**Passage provided**

====================

Write a book review for Goodnight Mister Tom.


Activity 2:

In your workbook, draw up a timeline of the major events in the novel.  Include the following details in your timeline:

  • What was the major event?
  • What circumstances led up to the event?
  • Where did it happen?
  • Who was involved?
  • What was the outcome?


Activity 3:

Answer the following questions about Will in your workbook:

1.  Describe Will's personality at the beginning of the novel.
2.What circumstances have made him this way?  Answer fully.
3.

In what ways does he develop during the novel and what relationships are especially important to his healing as a person?
4.Do you think he will be able to overcome the tragedy of his life?  Why / why not?

Answer the following questions about Tom in your workbook:

5.  Why is Tom so grumpy at the beginning of the novel?
6.How is Tom changed through his relationship with Will?
7.Why is buying the art supplies such a significant moment for him?
8.Do you think Tom will make a good father to Will?  Why / why not?

Answer the following questions about Zack in your workbook:

9.  How is Zack different to Will?
10.  Why do you think they became such good friends?
11. What impact did Zack have on Will as a person?
12.Do you think it was necessary for the author to 'kill off' Zack?  Why / why not?

====================

**Given data**
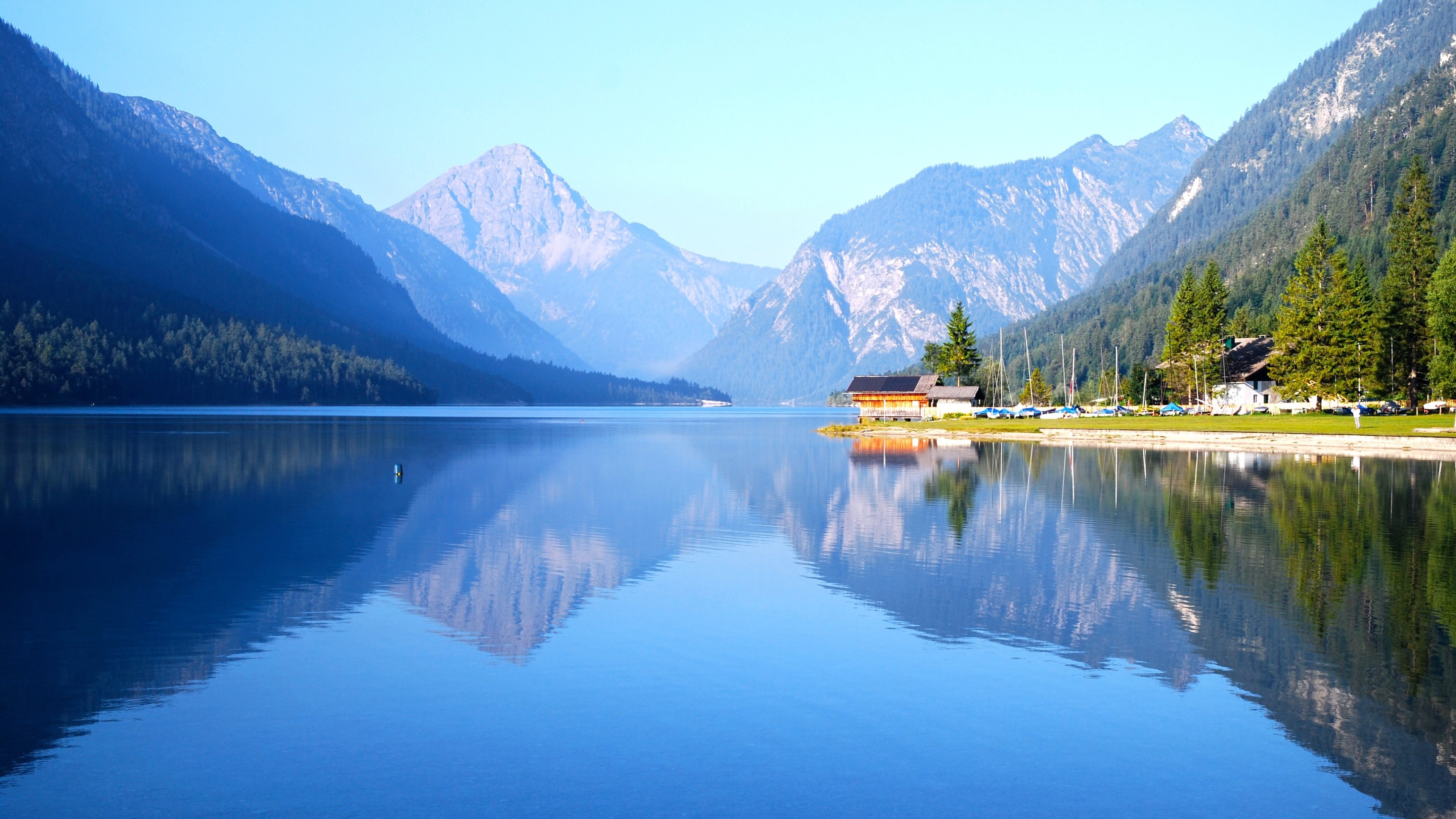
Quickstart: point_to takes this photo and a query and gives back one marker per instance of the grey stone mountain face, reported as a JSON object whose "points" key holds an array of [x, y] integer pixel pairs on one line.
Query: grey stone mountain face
{"points": [[615, 292], [875, 283], [1277, 139], [446, 290]]}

====================

**What the task requires**
Answer these questions from the Goodnight Mister Tom worksheet:
1. What does Activity 2 ask students to draw up in their workbook?
2. Which three characters are the subjects of the question sets in Activity 3?
3. Which numbered question asks about buying the art supplies?
The data shown above is separate material and has no connection to the worksheet on Goodnight Mister Tom.

**Answer**
1. A timeline of the major events in the novel.
2. Will, Tom and Zack.
3. Question 7.